╔══
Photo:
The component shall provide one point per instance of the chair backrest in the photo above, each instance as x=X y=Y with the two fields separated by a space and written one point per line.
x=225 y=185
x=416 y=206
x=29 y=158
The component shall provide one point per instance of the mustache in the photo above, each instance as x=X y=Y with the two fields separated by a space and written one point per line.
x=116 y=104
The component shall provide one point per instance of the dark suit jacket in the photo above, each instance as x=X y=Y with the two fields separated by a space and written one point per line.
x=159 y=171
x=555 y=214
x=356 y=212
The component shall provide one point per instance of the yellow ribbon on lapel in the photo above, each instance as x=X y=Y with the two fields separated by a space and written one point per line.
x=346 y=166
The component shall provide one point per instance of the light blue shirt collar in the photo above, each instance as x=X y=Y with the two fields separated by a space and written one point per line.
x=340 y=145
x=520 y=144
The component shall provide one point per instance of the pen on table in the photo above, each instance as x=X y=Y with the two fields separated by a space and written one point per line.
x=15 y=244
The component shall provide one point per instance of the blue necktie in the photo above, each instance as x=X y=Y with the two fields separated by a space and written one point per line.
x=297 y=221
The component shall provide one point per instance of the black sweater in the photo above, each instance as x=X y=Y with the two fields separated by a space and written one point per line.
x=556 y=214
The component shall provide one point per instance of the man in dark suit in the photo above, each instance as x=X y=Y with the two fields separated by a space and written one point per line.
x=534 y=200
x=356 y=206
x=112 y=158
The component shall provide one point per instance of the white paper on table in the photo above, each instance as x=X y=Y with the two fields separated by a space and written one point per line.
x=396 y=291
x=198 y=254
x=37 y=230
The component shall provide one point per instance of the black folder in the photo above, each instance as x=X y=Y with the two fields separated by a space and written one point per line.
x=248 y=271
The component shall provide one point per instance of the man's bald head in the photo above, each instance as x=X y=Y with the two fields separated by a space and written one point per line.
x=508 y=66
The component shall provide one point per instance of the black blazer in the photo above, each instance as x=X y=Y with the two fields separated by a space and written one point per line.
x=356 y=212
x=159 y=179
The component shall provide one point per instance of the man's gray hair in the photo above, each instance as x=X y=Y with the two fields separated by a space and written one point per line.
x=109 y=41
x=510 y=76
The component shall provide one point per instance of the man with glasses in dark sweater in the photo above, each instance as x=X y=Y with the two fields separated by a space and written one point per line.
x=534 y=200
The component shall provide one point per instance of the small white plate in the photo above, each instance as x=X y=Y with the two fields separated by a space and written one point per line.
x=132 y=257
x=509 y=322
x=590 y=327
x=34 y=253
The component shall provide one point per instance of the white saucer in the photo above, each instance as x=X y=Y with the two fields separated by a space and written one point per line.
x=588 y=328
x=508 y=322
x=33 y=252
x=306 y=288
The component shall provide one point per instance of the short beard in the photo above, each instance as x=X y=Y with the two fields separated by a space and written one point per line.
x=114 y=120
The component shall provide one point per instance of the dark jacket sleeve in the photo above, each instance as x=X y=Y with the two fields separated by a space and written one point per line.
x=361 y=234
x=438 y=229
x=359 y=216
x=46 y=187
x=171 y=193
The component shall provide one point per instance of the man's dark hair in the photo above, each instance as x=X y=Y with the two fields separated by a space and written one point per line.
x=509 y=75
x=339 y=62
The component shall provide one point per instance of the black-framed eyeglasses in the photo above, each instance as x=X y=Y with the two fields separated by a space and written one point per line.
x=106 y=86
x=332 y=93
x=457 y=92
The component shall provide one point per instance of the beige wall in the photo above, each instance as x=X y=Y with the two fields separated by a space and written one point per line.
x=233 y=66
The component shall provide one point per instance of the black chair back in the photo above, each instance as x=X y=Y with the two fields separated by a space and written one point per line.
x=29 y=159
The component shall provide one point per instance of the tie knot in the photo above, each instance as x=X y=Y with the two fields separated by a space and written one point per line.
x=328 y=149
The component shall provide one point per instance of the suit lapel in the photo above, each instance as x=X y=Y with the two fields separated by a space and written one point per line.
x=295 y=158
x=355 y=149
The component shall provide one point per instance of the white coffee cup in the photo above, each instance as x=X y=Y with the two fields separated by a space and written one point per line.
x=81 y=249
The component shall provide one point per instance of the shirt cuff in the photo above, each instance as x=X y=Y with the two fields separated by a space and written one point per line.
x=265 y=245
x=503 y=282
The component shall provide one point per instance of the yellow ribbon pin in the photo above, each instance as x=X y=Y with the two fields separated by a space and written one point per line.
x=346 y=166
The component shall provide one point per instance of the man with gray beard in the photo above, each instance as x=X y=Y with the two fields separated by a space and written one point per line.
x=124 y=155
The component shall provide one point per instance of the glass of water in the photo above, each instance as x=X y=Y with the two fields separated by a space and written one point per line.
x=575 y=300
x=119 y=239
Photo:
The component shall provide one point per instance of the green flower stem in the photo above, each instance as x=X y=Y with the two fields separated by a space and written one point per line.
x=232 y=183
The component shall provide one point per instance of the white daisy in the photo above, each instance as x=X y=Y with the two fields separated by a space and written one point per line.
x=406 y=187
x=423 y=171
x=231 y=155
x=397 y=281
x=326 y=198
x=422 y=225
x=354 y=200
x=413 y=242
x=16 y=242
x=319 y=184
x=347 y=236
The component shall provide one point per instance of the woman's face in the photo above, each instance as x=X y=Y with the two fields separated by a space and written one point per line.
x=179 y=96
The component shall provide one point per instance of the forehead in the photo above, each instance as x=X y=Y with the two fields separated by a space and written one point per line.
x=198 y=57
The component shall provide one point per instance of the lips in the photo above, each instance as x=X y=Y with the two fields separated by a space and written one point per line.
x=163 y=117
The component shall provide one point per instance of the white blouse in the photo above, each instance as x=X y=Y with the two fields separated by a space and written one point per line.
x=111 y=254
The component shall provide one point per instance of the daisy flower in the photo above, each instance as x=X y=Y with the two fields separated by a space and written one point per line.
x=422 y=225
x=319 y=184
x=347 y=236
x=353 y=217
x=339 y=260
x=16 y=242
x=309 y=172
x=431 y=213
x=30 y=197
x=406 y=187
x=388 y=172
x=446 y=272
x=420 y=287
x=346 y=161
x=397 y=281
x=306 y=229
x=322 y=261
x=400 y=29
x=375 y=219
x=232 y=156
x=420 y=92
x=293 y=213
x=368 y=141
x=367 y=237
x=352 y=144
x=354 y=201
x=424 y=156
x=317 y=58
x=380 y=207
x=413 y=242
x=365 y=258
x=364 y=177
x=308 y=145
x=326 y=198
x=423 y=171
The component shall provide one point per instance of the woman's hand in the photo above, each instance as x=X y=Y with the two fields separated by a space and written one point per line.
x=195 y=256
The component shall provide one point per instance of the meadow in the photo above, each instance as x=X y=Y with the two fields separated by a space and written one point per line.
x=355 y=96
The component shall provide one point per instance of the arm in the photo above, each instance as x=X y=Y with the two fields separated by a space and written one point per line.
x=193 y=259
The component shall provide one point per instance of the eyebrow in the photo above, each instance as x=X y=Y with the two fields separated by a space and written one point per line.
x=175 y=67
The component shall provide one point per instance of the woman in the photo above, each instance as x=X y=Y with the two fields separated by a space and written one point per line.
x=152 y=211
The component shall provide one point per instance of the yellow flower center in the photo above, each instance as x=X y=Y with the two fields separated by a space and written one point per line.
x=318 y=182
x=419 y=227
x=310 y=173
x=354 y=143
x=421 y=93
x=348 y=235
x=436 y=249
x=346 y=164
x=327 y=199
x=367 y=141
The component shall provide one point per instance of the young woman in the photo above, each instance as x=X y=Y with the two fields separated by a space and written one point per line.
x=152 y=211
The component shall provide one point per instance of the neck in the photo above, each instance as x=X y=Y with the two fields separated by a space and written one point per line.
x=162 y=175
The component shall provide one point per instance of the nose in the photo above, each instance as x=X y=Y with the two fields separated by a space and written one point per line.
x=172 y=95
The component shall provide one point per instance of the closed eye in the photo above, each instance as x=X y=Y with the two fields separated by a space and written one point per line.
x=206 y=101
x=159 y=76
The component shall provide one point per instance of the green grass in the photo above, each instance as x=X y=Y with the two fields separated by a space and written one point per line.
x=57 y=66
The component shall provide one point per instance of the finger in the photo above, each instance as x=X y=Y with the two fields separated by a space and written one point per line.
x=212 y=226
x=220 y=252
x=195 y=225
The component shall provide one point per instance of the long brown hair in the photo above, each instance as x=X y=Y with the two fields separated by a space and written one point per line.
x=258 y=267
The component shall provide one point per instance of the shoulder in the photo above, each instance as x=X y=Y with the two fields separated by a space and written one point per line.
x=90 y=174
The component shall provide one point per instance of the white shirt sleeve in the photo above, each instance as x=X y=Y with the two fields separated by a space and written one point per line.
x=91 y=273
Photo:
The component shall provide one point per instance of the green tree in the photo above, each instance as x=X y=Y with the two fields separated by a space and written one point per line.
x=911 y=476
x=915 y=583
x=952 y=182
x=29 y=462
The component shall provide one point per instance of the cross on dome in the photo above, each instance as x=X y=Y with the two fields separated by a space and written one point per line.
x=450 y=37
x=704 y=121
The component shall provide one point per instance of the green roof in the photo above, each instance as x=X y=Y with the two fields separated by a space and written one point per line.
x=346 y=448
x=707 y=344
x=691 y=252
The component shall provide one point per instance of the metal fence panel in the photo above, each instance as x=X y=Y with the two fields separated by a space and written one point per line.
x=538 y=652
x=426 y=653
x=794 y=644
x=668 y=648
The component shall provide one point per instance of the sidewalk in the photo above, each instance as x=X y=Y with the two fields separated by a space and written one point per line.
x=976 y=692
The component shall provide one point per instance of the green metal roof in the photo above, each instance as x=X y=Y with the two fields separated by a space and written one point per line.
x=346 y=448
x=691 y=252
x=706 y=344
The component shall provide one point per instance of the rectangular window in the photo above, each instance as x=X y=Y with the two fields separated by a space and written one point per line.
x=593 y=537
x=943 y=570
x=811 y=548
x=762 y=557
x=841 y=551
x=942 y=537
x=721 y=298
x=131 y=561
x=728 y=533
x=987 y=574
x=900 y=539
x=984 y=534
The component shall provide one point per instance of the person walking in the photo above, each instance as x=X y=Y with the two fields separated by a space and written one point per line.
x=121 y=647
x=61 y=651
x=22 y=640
╚══
TO BE DONE. Recast the part of the listing that opens with the line containing "The component shall provide one point per instance of the shirt" and closes with the line containing "x=503 y=282" as a JSON list of strings, one string per line and both end lines included, with blank lines left out.

SOLUTION TO THE PROBLEM.
[
  "The component shall provide one point per instance of the shirt cuff in the photo above, each instance as x=X y=Y with the two fields separated by a space and written one point per line.",
  "x=265 y=245",
  "x=503 y=282"
]